- [Consigne A] Réécrivez plus brièvement le paragraphe du texte qui commence par « Des émotions qui sont aussi souvent vives », en conservant ses faits principaux.

- [Texte]
===

Après la douche et le petit déjeuner, vient le moment de la « météo des émotions ». Chaque matin – et chaque soir –, les enfants se regroupent en cercle et chacun exprime alors ses sentiments, ses fiertés, ses peurs, ses colères, ses regrets… Des prises de paroles qui ne sont jamais commentées par les autres et encore moins critiquées. « C’est un exercice très pédagogique, commente Cyril Delpech. On sait que mettre des mots sur ses émotions n’est pas simple, encore moins en public. S’exprimer ainsi, c’est aussi apprendre à se connaître soi-même. » 

 

SE JETER À L’EAU 

 

Des émotions qui sont aussi souvent vives pendant les activités sportives, comme ce jeudi 7 mars, jour du baptême de plongée. En cette fin d’après-midi, les enfants et leurs encadrants étaient particulièrement concentrés. Décompression, bouteille, détendeur, masque, palmes… les mots fusaient, tout comme les consignes de sécurité, de la bouche de l’un des moniteurs de l’association à l’initiative du stage de plongée. Touchés par la cause des enfants, sept de ses plongeurs ont offert deux heures de leur temps pour initier les enfants des villages à leur passion pour les profondeurs aquatiques. 

 

« Allez, tous à l’eau, maintenant ! », ont lancé les moniteurs une fois le brief achevé. Les enfants ont donc enfilé leur gilet, mis l’embout dans la bouche, plongé la tête sous l’eau… À la fin de la séance, tous sont parvenus à s’asseoir au fond de la piscine et, en regardant leurs copains, étaient fiers de pincer leur pouce sur leur index, signe universel pour dire que « tout va bien ». «  Plonger les confronte à un élément qui peut être anxiogène et les oblige surtout à faire confiance à un adulte qu’ils n’ont jamais vu de leur vie, analyse Moustapha Benherrat. Pour eux, qui ont bien des raisons de se méfier des « grands », réussir ce baptême est une immense victoire. » 

 

Cette activité était très complémentaire à l’initiation à la voile qu’ils avaient eue la veille. Ce jour-là, sur le plan d’eau du cercle nautique de la Beauce, les enfants, par trois sur de petits catamarans, ont cette fois dû composer avec les autres. « Au début, nous avons entendu pas mal de noms d’oiseau siffler, sourit le responsable du PEPS. Les enfants n’étaient pas d’accord entre eux sur les manœuvres à effectuer et les bateaux n’avançaient pas bien. » Mais ils savaient que la voile ne se gonflerait que s’ils parvenaient à se coordonner. Alors, ils ont géré leur frustration, accepté de tester la technique préconisée par un autre, trouvé ensemble la solution… 

« Ces enfants vivent dans le cadre du village, parfois depuis leur plus jeune âge, analyse Moustapha Benherrat. Ils ont en permanence auprès d’eux des adultes qui évaluent leur situation et leurs besoins, les protègent, et ils doivent par ailleurs gérer beaucoup de contraintes liées à leur accueil dans un village SOS. C’est pour leur bien, évidemment, mais ils sont guidés et encadrés tout le temps. Cette fois, c’était à eux de décider et de mener leur barque en quelque sorte. »

===

(Extraits d'un jeu de données d'annotation par points)
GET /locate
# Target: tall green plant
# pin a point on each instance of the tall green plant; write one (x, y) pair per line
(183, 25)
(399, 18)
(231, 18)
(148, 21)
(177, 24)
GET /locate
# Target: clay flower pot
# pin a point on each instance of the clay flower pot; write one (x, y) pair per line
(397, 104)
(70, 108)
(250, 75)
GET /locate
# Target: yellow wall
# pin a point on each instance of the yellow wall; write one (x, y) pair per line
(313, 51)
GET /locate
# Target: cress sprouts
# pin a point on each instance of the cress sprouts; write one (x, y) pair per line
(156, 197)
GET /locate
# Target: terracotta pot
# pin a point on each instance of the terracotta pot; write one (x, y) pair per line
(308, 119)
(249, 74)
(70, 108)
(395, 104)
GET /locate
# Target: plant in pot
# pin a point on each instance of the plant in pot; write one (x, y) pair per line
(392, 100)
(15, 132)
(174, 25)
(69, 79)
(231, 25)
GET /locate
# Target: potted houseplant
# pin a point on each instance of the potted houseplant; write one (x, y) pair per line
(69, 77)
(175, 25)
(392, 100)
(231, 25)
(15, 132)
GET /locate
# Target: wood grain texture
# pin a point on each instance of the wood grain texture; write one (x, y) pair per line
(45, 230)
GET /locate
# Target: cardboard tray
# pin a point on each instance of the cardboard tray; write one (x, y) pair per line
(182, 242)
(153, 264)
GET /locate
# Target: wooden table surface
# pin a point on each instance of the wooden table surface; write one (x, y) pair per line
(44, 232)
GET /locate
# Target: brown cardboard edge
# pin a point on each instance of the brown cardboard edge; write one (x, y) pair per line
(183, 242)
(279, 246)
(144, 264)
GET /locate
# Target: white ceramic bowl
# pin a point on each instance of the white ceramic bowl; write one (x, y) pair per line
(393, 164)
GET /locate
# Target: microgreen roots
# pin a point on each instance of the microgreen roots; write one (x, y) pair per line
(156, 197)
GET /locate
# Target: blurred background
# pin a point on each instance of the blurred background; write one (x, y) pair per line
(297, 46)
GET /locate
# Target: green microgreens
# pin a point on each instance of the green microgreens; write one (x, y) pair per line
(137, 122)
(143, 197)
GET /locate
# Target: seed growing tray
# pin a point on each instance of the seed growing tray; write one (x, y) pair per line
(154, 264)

===

- [Consigne B] Affichez chaque ligne des enregistrements qui contient la chaîne « growing », en tenant compte de la casse.

- [Réponse commentée A] Le jeudi 7 mars, jour du baptême de plongée, les émotions étaient vives. En fin d'après-midi, les enfants et leurs encadrants étaient très concentrés. Un moniteur de l'association à l'initiative du stage énumérait le vocabulaire (décompression, bouteille, détendeur, masque, palmes…) et les consignes de sécurité. Touchés par la cause des enfants, sept plongeurs de l'association ont offert deux heures de leur temps pour initier les enfants des villages à la plongée.

- [Réponse commentée B]
# Target: seed growing tray
# pin a point on each instance of the seed growing tray; write one (x, y) pair per line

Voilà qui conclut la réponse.